== EXERCISE INSTRUCTIONS ==
Copy out every one of the entries below line by line, keeping each line identical to the original.

== STORED DATA ==
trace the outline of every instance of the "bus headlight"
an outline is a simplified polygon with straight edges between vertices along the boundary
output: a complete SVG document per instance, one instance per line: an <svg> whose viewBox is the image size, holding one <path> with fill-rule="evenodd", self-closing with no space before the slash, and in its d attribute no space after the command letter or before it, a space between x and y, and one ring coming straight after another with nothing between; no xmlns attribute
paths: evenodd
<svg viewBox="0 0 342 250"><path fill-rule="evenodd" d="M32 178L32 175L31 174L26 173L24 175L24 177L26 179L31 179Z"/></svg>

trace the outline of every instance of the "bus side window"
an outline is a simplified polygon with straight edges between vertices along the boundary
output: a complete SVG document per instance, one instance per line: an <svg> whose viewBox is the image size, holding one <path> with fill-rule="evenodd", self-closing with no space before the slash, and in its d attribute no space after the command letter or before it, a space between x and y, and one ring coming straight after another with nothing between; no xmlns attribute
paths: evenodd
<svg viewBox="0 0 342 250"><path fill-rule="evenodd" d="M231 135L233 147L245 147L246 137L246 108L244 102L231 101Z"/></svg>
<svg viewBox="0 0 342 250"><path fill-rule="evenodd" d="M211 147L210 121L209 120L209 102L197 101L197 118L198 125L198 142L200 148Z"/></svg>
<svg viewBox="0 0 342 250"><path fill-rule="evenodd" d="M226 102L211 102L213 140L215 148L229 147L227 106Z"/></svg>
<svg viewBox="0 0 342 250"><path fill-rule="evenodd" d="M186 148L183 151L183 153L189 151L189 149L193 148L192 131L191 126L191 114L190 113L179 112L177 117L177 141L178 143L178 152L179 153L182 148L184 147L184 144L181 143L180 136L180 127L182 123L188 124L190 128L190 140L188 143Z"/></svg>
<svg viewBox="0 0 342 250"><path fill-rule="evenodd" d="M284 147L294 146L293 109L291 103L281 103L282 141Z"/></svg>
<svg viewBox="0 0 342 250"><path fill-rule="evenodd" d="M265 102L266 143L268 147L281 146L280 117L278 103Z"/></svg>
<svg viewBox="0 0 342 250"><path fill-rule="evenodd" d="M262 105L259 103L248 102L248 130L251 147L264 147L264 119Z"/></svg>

== FINISHED EXERCISE ==
trace the outline of every instance of the "bus headlight"
an outline is a simplified polygon with straight edges between vertices along the boundary
output: a complete SVG document per instance, one instance per line: an <svg> whose viewBox is the image size, holding one <path> with fill-rule="evenodd", self-closing with no space before the slash, and in its d attribute no space after the command letter or before it, a space between x and y, and one ring coming straight after another with nothing between; no xmlns attribute
paths: evenodd
<svg viewBox="0 0 342 250"><path fill-rule="evenodd" d="M32 178L32 175L31 174L26 173L24 175L24 177L26 179L31 179Z"/></svg>

trace the outline of every instance of the "bus side window"
an outline is a simplified polygon with straight edges between vertices along the boundary
output: a complete SVG document per instance, one instance per line: an <svg> whose viewBox is the image size, holding one <path> with fill-rule="evenodd", self-closing with no space before the slash, and in its d attribute no space after the command letter or before it, a space between x and y, and one ring coming straight after another with nothing between; no xmlns attribute
paths: evenodd
<svg viewBox="0 0 342 250"><path fill-rule="evenodd" d="M231 135L233 147L245 147L246 137L246 108L244 102L231 101Z"/></svg>
<svg viewBox="0 0 342 250"><path fill-rule="evenodd" d="M211 147L210 121L209 120L209 102L197 101L197 118L198 125L198 142L200 148Z"/></svg>
<svg viewBox="0 0 342 250"><path fill-rule="evenodd" d="M226 102L211 102L213 140L215 148L229 147L227 106Z"/></svg>
<svg viewBox="0 0 342 250"><path fill-rule="evenodd" d="M186 148L183 151L183 153L189 151L189 149L193 148L192 131L191 126L191 114L190 113L179 112L177 117L177 141L178 143L178 152L179 153L182 148L184 147L184 144L181 143L180 136L180 127L182 123L188 124L190 128L190 140L188 143Z"/></svg>
<svg viewBox="0 0 342 250"><path fill-rule="evenodd" d="M284 147L294 146L293 109L291 103L281 103L282 141Z"/></svg>
<svg viewBox="0 0 342 250"><path fill-rule="evenodd" d="M265 102L266 143L268 147L281 146L280 117L278 103Z"/></svg>
<svg viewBox="0 0 342 250"><path fill-rule="evenodd" d="M262 105L259 103L248 102L248 130L251 147L264 147L264 119Z"/></svg>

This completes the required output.